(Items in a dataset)

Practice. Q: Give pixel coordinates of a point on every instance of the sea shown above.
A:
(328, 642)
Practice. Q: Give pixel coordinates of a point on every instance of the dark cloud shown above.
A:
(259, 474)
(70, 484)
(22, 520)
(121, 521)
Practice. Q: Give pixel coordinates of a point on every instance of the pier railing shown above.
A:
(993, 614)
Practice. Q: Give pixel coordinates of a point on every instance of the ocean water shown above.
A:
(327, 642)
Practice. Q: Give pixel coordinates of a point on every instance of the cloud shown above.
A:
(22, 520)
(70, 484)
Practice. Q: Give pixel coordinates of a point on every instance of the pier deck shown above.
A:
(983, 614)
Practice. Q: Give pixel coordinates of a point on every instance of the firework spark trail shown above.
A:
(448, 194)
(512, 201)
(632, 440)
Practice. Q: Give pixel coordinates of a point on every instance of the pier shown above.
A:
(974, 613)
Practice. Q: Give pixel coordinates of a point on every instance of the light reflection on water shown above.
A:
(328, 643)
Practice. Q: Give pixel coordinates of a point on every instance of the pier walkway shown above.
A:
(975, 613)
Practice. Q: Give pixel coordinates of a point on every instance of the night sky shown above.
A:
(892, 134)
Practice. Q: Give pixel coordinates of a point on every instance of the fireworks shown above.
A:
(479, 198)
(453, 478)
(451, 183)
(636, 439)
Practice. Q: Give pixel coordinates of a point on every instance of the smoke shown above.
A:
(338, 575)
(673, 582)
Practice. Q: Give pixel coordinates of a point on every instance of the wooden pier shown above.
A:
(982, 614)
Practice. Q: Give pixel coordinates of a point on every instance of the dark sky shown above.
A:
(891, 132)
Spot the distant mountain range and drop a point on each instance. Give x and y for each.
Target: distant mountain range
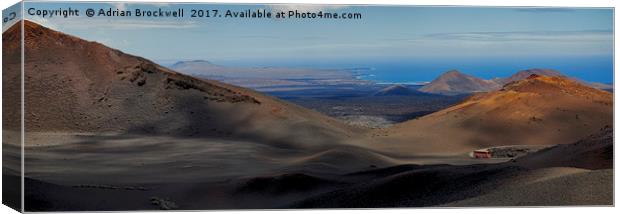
(454, 82)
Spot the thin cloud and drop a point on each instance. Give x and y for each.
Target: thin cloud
(545, 10)
(124, 5)
(589, 35)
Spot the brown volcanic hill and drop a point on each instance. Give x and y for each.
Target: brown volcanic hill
(526, 73)
(455, 82)
(538, 110)
(77, 86)
(593, 152)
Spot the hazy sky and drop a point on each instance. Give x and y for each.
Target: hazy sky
(382, 33)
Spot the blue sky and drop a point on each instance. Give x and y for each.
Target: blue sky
(384, 34)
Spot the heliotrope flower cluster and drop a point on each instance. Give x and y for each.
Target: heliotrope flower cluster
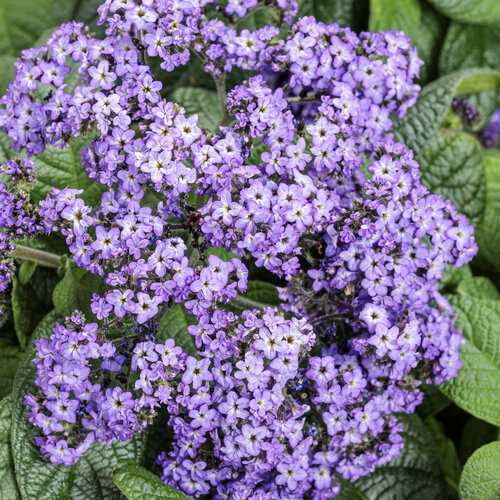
(490, 136)
(303, 179)
(18, 217)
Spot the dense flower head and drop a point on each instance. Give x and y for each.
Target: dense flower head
(302, 178)
(19, 218)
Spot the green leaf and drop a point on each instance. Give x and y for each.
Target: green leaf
(452, 276)
(470, 46)
(8, 485)
(394, 14)
(434, 401)
(22, 302)
(475, 433)
(136, 483)
(342, 12)
(476, 389)
(423, 120)
(259, 294)
(448, 456)
(75, 290)
(488, 230)
(481, 479)
(10, 358)
(23, 21)
(36, 477)
(202, 102)
(174, 325)
(62, 168)
(452, 165)
(479, 288)
(470, 11)
(473, 46)
(26, 271)
(414, 475)
(429, 38)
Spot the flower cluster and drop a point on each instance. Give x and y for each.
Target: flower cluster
(227, 415)
(303, 179)
(490, 136)
(18, 216)
(76, 406)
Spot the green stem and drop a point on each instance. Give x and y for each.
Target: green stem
(42, 258)
(220, 83)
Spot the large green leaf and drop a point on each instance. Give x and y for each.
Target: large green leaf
(414, 475)
(468, 45)
(448, 456)
(8, 486)
(10, 358)
(36, 477)
(202, 102)
(62, 168)
(481, 476)
(343, 12)
(423, 120)
(137, 483)
(174, 325)
(452, 165)
(430, 35)
(394, 14)
(476, 389)
(473, 46)
(478, 287)
(258, 295)
(470, 11)
(475, 433)
(488, 230)
(23, 21)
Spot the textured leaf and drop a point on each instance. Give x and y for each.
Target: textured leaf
(479, 288)
(93, 475)
(23, 21)
(174, 326)
(8, 485)
(259, 294)
(414, 475)
(26, 271)
(10, 358)
(423, 120)
(476, 389)
(37, 478)
(448, 456)
(136, 483)
(470, 11)
(475, 433)
(488, 231)
(62, 168)
(452, 165)
(472, 46)
(342, 12)
(202, 102)
(429, 38)
(434, 401)
(394, 14)
(481, 478)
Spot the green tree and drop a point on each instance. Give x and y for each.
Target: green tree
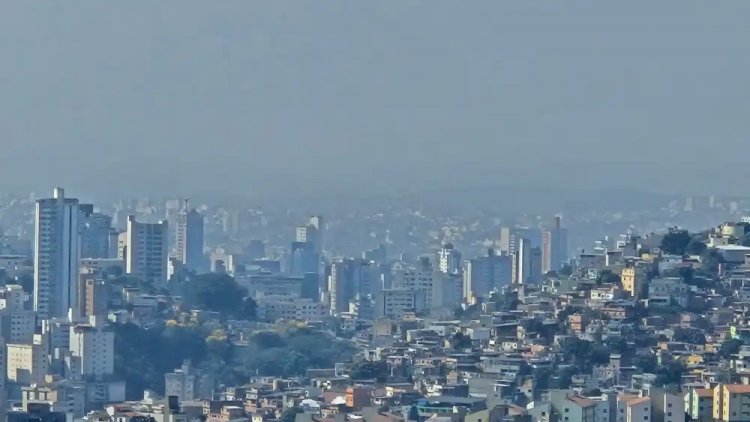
(607, 277)
(377, 370)
(696, 246)
(217, 292)
(289, 415)
(460, 341)
(670, 373)
(645, 361)
(675, 241)
(730, 347)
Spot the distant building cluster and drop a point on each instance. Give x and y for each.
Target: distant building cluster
(170, 313)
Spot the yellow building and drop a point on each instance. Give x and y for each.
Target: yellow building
(731, 402)
(694, 360)
(632, 279)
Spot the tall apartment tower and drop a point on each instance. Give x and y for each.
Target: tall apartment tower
(349, 277)
(56, 255)
(448, 259)
(189, 238)
(95, 232)
(145, 250)
(554, 247)
(523, 261)
(312, 232)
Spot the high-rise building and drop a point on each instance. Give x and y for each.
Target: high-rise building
(145, 250)
(256, 249)
(523, 261)
(420, 277)
(487, 273)
(554, 247)
(181, 383)
(189, 239)
(312, 232)
(349, 277)
(448, 259)
(95, 233)
(304, 259)
(93, 295)
(28, 363)
(94, 345)
(56, 254)
(510, 237)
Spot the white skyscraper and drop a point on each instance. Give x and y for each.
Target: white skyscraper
(312, 232)
(189, 238)
(448, 259)
(145, 250)
(523, 261)
(56, 255)
(94, 345)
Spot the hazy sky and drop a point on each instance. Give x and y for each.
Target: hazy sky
(245, 96)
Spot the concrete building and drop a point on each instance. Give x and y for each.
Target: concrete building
(665, 406)
(312, 232)
(27, 363)
(94, 345)
(699, 404)
(146, 250)
(104, 267)
(571, 407)
(181, 383)
(93, 296)
(554, 247)
(447, 290)
(17, 326)
(348, 278)
(731, 402)
(13, 264)
(420, 277)
(274, 309)
(448, 259)
(633, 408)
(56, 254)
(486, 273)
(633, 278)
(189, 239)
(523, 262)
(12, 297)
(394, 303)
(64, 396)
(95, 230)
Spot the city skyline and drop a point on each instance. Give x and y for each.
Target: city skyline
(263, 97)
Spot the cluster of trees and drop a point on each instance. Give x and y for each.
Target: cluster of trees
(291, 352)
(584, 354)
(143, 356)
(220, 293)
(607, 277)
(367, 370)
(681, 242)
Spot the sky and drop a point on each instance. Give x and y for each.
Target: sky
(241, 97)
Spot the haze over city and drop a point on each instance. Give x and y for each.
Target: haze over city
(374, 211)
(245, 97)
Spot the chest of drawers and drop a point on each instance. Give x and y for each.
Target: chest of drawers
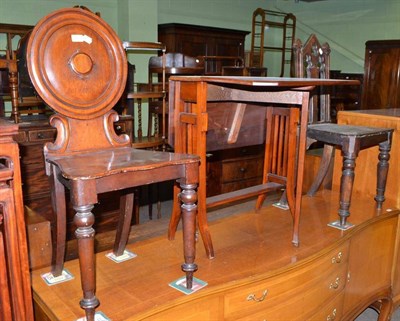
(33, 134)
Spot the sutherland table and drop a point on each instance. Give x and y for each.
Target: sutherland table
(188, 125)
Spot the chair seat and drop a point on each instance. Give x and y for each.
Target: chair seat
(100, 163)
(335, 134)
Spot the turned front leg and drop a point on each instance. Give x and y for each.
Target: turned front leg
(188, 197)
(84, 220)
(382, 171)
(346, 186)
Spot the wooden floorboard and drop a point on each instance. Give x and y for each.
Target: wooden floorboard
(246, 244)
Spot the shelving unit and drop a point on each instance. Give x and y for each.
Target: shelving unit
(281, 26)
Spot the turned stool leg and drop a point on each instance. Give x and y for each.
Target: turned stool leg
(382, 171)
(84, 220)
(188, 196)
(346, 184)
(59, 229)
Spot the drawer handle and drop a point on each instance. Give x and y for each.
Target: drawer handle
(332, 316)
(252, 297)
(335, 285)
(337, 258)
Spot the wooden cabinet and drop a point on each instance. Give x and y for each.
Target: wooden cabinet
(257, 274)
(193, 40)
(15, 292)
(332, 285)
(345, 97)
(286, 296)
(381, 88)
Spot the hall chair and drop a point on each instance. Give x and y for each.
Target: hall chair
(312, 60)
(164, 65)
(88, 157)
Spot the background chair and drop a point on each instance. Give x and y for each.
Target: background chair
(312, 61)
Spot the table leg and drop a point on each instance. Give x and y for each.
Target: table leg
(382, 172)
(59, 232)
(84, 220)
(346, 185)
(188, 197)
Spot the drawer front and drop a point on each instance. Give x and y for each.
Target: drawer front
(242, 169)
(205, 309)
(42, 135)
(329, 311)
(292, 295)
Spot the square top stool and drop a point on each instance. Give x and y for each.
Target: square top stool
(351, 139)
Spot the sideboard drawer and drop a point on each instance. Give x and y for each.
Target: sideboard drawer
(330, 311)
(235, 170)
(291, 297)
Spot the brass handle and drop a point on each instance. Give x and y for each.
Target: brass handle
(332, 316)
(337, 258)
(252, 297)
(335, 284)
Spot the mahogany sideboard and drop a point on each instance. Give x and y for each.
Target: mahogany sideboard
(211, 42)
(381, 87)
(258, 274)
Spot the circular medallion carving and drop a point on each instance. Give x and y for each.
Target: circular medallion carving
(77, 63)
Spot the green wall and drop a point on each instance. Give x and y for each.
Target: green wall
(345, 24)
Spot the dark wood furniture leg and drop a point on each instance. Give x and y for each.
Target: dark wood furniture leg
(326, 160)
(188, 197)
(382, 171)
(59, 229)
(350, 153)
(84, 220)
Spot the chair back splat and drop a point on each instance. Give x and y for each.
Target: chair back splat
(312, 60)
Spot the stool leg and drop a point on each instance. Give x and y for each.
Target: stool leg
(188, 197)
(382, 171)
(124, 223)
(346, 184)
(327, 157)
(84, 220)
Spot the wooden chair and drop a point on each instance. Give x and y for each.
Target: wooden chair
(80, 70)
(175, 64)
(280, 156)
(312, 61)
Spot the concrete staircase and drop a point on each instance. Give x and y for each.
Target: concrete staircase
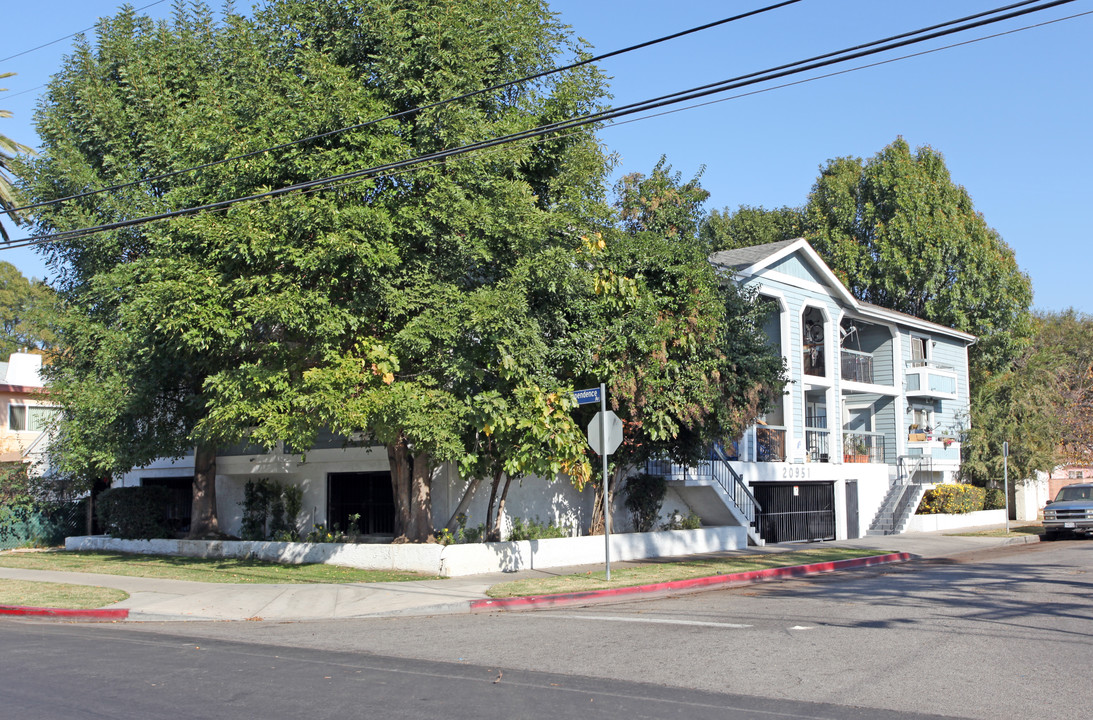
(903, 496)
(715, 492)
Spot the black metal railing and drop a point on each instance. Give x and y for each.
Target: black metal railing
(818, 439)
(735, 486)
(770, 444)
(718, 470)
(862, 447)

Exercise →
Please rewrite the items from the line with "Spot the black" through the end of the items, replacing "metal" with "iron" and leaving everything else unchanged.

Full solution →
Spot the black iron railing and drop a point on each instance. Give x and y for each.
Target: black iron railing
(818, 439)
(735, 486)
(770, 444)
(718, 470)
(862, 447)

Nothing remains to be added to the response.